DIRECTIVE → Copy the data precisely, keeping every character.

--- START RECORDS SHOWN ---

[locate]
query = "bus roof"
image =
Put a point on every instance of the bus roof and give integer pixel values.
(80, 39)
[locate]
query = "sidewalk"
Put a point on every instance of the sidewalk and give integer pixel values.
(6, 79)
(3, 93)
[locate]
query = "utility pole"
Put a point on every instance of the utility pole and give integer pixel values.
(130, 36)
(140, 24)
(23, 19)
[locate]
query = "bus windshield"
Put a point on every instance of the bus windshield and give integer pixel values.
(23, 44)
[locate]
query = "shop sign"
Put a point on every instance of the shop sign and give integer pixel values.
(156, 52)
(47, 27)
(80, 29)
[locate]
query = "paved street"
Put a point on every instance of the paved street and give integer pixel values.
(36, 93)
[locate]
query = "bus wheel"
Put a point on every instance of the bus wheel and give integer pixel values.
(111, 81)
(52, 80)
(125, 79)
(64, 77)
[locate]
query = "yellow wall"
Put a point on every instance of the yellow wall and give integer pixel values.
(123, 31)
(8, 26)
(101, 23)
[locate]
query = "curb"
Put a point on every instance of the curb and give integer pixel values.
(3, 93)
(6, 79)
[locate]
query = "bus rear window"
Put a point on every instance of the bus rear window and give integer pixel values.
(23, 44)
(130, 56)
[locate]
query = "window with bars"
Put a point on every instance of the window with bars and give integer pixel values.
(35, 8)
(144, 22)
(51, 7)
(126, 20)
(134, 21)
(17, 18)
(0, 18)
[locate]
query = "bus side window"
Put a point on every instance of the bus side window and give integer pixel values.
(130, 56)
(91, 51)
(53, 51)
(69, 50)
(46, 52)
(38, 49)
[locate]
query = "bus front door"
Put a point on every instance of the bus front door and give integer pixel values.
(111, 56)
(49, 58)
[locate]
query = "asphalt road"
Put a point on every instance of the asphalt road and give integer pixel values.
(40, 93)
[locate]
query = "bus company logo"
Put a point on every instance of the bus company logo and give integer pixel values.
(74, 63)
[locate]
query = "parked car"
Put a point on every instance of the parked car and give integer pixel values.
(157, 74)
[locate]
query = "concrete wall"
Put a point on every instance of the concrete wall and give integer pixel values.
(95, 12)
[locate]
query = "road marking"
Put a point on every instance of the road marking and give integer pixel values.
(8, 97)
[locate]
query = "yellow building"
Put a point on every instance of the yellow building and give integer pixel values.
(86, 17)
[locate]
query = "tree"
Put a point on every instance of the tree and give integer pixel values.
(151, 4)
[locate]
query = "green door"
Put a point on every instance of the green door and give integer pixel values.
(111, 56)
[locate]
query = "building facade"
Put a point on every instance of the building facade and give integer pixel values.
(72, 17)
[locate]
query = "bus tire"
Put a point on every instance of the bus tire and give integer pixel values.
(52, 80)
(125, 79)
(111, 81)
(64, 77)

--- END RECORDS SHOWN ---

EXERCISE ANSWER →
[locate]
query = "bus roof"
image =
Put a point on every instance of the bus roof and give integer pixel values.
(80, 39)
[locate]
query = "sidewalk"
Put a point on every instance of the sidewalk and give integer pixel values.
(6, 79)
(3, 93)
[locate]
query = "utility pole"
Put a point on every instance of the utility pole and give integer pixel values.
(130, 36)
(140, 24)
(23, 19)
[locate]
query = "bus windshield"
Put a point on every instance of the bus windshield and give integer pixel values.
(23, 44)
[locate]
query = "shop sign"
Put a point on every instance of the shop sign and give integer pixel values.
(156, 52)
(47, 27)
(80, 29)
[locate]
query = "paved street"
Put a point on every instance of the paved street and give integer pixel values.
(36, 93)
[locate]
query = "bus wheel"
Put a point on every instance of the bus wheel and give integer pixel values.
(111, 81)
(52, 80)
(125, 79)
(64, 77)
[locate]
query = "yellow wall"
Put a point on every instance of the yellow wall and give integer pixel values.
(123, 31)
(8, 26)
(101, 23)
[locate]
query = "curb"
Put a point on every instance of the curb and give integer pixel values.
(3, 93)
(6, 79)
[locate]
query = "bus rear window"
Put a point on every instance of the bus rear window and give integer pixel values.
(23, 44)
(130, 56)
[locate]
query = "window with bars"
Put a point on every instance of the window with bars and give integer pixel values.
(35, 8)
(144, 22)
(51, 7)
(126, 20)
(134, 21)
(17, 18)
(0, 18)
[locate]
query = "bus side window"
Put a point on every instance of the bus side window and give integer pixel values.
(130, 56)
(91, 51)
(53, 51)
(69, 50)
(46, 52)
(38, 49)
[locate]
query = "bus front door"
Put a point on every instance of the bus front door and give integer pixel values.
(111, 56)
(49, 58)
[locate]
query = "asphalt road"
Put a point on every instance of the asphalt road and give integer pixel values.
(40, 93)
[locate]
query = "bus company logo"
Put a point on every instance of the bus company logo and give integer pixel values.
(74, 63)
[locate]
query = "parked car"
Put a point on every instance of the parked car and give integer pixel values.
(157, 74)
[locate]
query = "concrete wall"
Put a point on every instance of the concrete wall and give integer pixel values.
(95, 12)
[locate]
query = "road marking"
Put a point on every instance of the road marking and give integer pixel values.
(8, 97)
[locate]
query = "yellow building"
Put a point on every instance of the yellow building and give integer pixel values.
(86, 17)
[locate]
query = "tree"
Put a point on every instance of the tree and give integer pixel values.
(151, 4)
[locate]
query = "green door"
Put a point on every instance of the green door and give integer pixel values.
(111, 56)
[locate]
query = "building facade"
Put a point on every instance of the building facade and give integer pixel values.
(72, 17)
[locate]
query = "bus tire"
Put a point on every instance of the bus tire and give integer pixel values.
(52, 80)
(125, 79)
(111, 81)
(64, 77)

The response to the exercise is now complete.